[GOAL] Gather and copy out every line below that contains the word "overcast".

[EXERCISE DATA]
■ ■ ■

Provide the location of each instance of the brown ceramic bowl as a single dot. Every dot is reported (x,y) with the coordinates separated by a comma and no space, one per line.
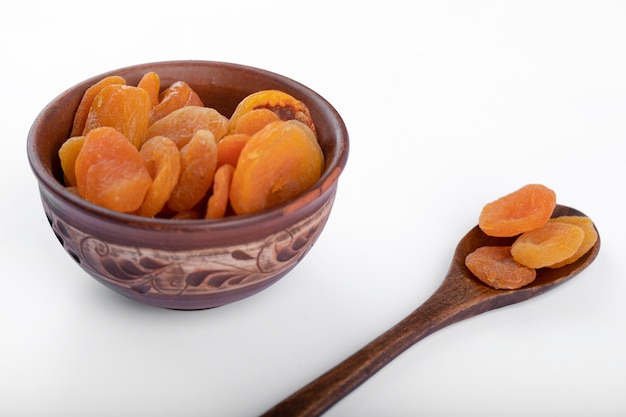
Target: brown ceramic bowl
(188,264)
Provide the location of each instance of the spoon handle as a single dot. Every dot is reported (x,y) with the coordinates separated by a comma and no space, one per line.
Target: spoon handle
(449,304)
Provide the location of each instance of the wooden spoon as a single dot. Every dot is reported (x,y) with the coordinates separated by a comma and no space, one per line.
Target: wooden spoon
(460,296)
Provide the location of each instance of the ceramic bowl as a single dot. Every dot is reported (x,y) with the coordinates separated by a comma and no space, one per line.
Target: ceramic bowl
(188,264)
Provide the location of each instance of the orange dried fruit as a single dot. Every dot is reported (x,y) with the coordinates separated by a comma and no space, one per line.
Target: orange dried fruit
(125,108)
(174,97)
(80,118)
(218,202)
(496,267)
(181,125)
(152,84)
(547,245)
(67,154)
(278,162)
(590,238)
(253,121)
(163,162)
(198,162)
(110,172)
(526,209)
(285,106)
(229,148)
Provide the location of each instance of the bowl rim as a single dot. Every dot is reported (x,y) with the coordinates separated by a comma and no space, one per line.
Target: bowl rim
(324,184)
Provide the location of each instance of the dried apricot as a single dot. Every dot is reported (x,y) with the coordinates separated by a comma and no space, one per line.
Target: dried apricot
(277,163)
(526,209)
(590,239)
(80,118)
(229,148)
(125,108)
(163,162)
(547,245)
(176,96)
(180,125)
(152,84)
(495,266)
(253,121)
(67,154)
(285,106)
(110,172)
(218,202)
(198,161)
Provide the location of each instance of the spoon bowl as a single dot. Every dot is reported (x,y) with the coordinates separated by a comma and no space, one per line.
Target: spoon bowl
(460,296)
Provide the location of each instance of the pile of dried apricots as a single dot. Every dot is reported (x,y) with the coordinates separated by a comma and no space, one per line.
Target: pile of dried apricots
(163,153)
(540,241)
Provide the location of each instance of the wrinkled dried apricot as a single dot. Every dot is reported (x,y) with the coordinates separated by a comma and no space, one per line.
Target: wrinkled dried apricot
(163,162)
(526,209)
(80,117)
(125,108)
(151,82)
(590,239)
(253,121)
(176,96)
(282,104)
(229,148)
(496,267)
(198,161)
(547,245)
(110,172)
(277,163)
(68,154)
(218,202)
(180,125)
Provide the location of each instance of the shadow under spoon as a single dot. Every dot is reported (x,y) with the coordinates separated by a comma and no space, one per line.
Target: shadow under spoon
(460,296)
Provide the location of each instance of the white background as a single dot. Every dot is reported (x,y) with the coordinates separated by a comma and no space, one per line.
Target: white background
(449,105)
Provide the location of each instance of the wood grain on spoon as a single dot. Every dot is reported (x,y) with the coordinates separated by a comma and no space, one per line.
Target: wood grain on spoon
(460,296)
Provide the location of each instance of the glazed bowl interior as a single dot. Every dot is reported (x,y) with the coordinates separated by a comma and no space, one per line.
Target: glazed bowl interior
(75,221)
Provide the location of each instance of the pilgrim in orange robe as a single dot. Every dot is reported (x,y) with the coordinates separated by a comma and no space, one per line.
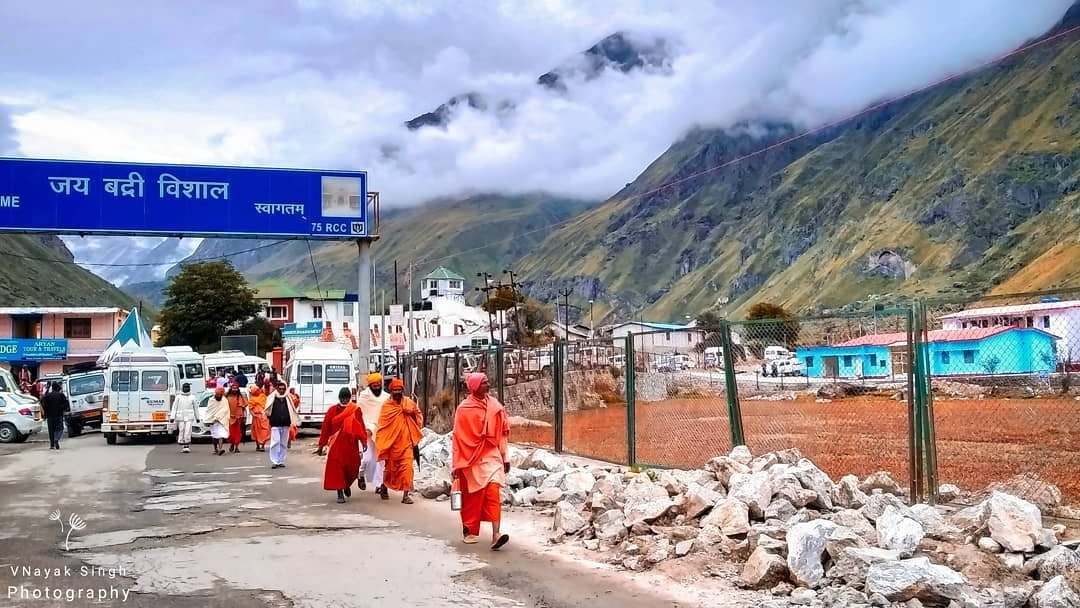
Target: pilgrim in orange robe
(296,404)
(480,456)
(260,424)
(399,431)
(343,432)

■ ■ ■

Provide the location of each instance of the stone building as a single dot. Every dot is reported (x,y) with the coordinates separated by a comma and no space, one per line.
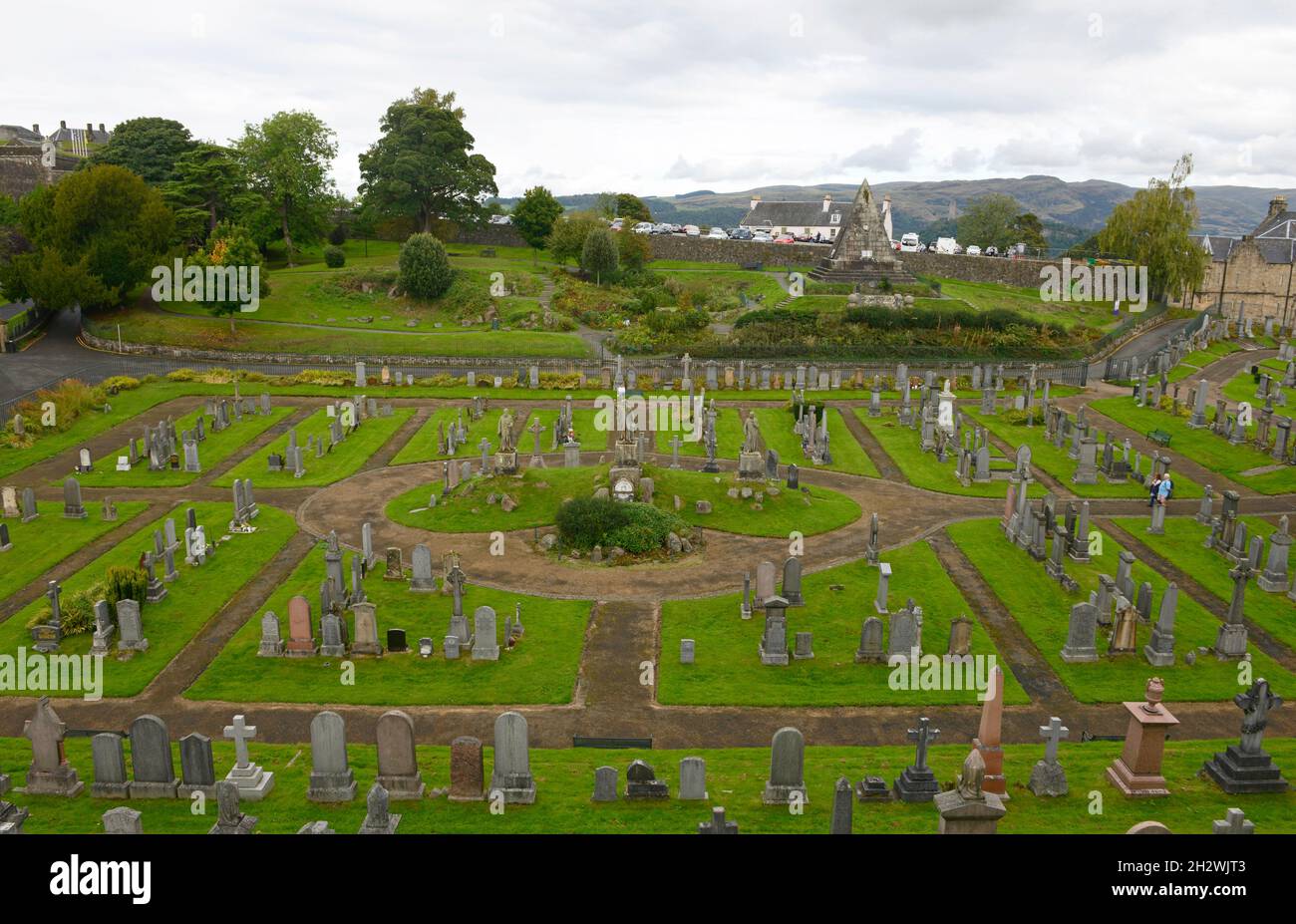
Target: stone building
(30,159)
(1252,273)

■ ■ ■

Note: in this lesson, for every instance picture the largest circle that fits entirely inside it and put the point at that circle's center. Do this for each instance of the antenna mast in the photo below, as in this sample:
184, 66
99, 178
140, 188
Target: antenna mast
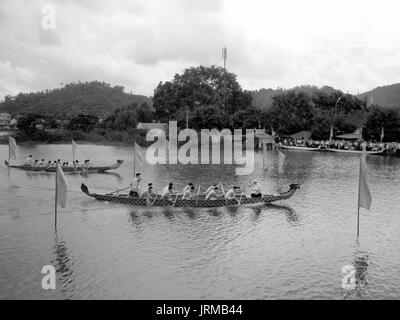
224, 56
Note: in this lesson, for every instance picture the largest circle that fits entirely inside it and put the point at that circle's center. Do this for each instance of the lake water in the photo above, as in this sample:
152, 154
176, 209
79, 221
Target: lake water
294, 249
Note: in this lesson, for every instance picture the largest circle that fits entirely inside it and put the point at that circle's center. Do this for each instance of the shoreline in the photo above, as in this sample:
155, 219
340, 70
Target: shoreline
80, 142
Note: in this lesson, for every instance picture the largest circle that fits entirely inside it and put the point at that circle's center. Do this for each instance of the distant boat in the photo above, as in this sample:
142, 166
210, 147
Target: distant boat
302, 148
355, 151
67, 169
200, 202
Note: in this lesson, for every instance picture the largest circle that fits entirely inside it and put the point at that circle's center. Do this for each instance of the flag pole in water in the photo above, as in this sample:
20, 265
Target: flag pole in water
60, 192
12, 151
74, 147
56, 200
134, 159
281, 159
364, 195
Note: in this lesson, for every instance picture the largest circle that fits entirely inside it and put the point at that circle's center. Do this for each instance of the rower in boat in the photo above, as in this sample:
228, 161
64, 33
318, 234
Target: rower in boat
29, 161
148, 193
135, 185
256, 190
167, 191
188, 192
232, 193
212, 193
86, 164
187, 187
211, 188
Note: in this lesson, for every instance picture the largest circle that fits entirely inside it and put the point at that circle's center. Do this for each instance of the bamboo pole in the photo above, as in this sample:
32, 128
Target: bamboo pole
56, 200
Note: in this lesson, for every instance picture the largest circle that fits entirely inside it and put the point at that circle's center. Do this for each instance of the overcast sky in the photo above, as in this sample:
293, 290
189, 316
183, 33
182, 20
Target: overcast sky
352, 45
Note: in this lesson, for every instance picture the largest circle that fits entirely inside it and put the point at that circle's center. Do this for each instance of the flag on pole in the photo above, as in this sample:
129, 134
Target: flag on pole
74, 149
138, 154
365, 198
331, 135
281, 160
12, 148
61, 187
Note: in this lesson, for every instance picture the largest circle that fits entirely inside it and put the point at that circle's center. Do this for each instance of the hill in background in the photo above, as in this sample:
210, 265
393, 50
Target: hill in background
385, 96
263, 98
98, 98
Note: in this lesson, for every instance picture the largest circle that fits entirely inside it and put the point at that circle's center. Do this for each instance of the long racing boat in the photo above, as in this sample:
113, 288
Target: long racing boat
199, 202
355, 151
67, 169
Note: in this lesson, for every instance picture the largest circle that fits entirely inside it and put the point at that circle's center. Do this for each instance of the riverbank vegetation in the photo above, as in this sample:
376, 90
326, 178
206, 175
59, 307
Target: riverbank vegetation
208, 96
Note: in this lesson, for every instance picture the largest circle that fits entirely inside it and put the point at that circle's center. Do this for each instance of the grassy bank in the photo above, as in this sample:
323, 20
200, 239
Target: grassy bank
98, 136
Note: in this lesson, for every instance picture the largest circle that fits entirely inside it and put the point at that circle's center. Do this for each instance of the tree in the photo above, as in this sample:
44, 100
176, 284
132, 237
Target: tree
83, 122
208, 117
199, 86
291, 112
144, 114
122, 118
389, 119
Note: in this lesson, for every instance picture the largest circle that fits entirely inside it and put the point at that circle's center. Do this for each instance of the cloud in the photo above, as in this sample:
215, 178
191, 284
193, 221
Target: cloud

■ ■ ■

[EXERCISE OUTPUT]
Note: in this lesson, for every instance picture the largest circle that fits entirely inside it and put the point at that circle's center. Do this for each instance of the overcast sky in the photo above, as in this sample:
Target: overcast sky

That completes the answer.